▶ _DATA RECORDS_:
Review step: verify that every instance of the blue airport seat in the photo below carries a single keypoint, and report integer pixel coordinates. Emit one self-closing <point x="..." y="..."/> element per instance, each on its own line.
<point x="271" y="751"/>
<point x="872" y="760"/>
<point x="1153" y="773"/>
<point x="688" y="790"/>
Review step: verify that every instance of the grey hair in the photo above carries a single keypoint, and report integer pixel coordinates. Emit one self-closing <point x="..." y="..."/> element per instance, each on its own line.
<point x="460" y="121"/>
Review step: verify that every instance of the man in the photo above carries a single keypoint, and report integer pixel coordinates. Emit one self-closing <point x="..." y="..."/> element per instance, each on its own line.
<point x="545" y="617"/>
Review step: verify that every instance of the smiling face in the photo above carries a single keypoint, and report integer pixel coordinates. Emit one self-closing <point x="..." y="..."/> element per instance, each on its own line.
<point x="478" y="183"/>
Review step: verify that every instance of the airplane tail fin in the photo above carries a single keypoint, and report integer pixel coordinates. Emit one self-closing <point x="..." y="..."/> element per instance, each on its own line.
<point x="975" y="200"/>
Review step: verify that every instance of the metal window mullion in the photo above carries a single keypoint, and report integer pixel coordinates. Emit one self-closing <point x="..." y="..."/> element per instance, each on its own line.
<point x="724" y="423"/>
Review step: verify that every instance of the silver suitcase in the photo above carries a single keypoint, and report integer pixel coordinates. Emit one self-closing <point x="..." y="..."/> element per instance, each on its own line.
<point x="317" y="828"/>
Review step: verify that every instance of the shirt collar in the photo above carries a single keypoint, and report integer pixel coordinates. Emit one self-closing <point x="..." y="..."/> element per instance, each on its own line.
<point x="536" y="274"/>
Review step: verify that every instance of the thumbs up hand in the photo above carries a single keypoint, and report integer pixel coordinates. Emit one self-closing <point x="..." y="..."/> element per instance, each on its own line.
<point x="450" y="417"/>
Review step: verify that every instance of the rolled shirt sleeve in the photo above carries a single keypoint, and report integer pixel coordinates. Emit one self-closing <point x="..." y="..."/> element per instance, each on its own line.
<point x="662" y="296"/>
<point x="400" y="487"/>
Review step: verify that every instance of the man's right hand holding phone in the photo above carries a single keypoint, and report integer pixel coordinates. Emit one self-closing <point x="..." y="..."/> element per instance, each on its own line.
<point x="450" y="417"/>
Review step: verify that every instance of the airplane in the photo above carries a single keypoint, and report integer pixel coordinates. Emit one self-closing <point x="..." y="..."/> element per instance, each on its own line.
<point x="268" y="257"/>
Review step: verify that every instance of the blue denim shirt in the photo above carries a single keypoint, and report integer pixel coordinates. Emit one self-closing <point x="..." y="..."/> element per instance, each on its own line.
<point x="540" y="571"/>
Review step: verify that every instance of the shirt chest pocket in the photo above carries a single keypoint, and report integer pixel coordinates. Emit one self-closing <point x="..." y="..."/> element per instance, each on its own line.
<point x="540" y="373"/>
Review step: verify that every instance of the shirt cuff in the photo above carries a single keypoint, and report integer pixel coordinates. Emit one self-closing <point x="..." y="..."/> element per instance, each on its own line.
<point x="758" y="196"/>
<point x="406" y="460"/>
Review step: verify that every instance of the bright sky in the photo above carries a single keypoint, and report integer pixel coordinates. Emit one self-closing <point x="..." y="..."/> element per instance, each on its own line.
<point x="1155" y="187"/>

▶ _YOUR OBJECTIVE_:
Every line of the listing above is to be written out again exactly.

▶ _RESPONSE FOR THIS EXERCISE_:
Review step: verify that every instance of the blue airport seat in the photo below carries a single keypoint, and report integer pixel coordinates. Emit one self-closing <point x="..." y="..."/> element per instance, each on its own line.
<point x="271" y="751"/>
<point x="872" y="760"/>
<point x="1153" y="773"/>
<point x="688" y="790"/>
Review step: verify that every instance of the grey hair in the photo above carries a single keypoint, and report integer pixel coordinates. Emit one self-closing <point x="..." y="..."/> element per instance, each on its own line.
<point x="460" y="121"/>
Review step: verify that every instance of the man in the photo above carries a single keypoint, and report integer pixel coordinates. Emit one self-closing <point x="..." y="..."/> element per instance, each on its own line.
<point x="545" y="617"/>
Review step: verify that every instance of the smiling face in the photo above carries a single keypoint, and report integer pixel coordinates. Emit one self-closing <point x="..." y="..."/> element per instance, each on its own line.
<point x="478" y="183"/>
Review step: verify that every instance of the airplane tail fin in the photo above carries a single keypoint, and report integer pixel coordinates. Emit one self-closing <point x="..." y="..."/> element per instance, each on its own line.
<point x="975" y="200"/>
Review step: verify that every instance of the metal window mullion in the photo above carries a single keypoint, and report integer pixel coordinates. Emit one self-closing <point x="..." y="..."/> element per instance, each on its own line.
<point x="724" y="423"/>
Review step: verify that every instance of the silver suitcase in the photo above carries a single keypoint, and report integer pixel coordinates. Emit one self-closing <point x="..." y="..."/> element per instance, each on its own line.
<point x="317" y="828"/>
Review step: verify that every instance of the shirt collar in the photo above carries a single keypoint, and report integer pixel coordinates. Emit one self-closing <point x="..." y="..."/> element per instance, each on its own line.
<point x="536" y="274"/>
Review step: verify that every instance of the thumbs up hand in the photo above carries a single keypoint, and report integer pixel coordinates. Emit one self-closing <point x="..." y="..."/> element per instance, each on its own line.
<point x="450" y="417"/>
Review step: verify that every instance of the rolled shirt sleeve in the photo above carries a single keypoint, and report integer pixel coordinates. Emit one self-closing <point x="..." y="..."/> element per instance, each on its own line.
<point x="662" y="296"/>
<point x="400" y="487"/>
Review step: verify that every instance of the man's right hand holding phone in the photo above carries a single keypoint, and report integer pixel coordinates. Emit one self-closing <point x="..." y="..."/> element per instance, each on its own line.
<point x="450" y="417"/>
Review step: verify that every instance of the airplane in the photo above carries a single keypoint, and report integer pixel coordinates. Emit one self-closing <point x="..." y="..."/> element per instance, each on its own line.
<point x="268" y="257"/>
Review step: verify that every instance of the blue denim shirt in the photo above carries a single keypoint, and report integer pixel coordinates. Emit one self-closing <point x="..." y="..."/> element per instance, each on its own line.
<point x="540" y="571"/>
Review step: verify that every instance of the shirt chest pocket in the photo above carries a single keypoint, and report integer pixel coordinates. Emit one self-closing <point x="..." y="..."/> element per instance, each on its own line.
<point x="540" y="373"/>
Review step: verify that every instance of the shirt cuff in the photo above carries a single keypoint, and report integer pixel coordinates. Emit one self-closing <point x="..." y="..."/> element per instance, each on its own line.
<point x="758" y="196"/>
<point x="406" y="460"/>
Review step: verify that every instance of the bright sky in the photo above carries a single keypoint, and report integer pixel coordinates. Emit one self-closing <point x="..." y="..."/> element per instance, each on its own line.
<point x="1155" y="187"/>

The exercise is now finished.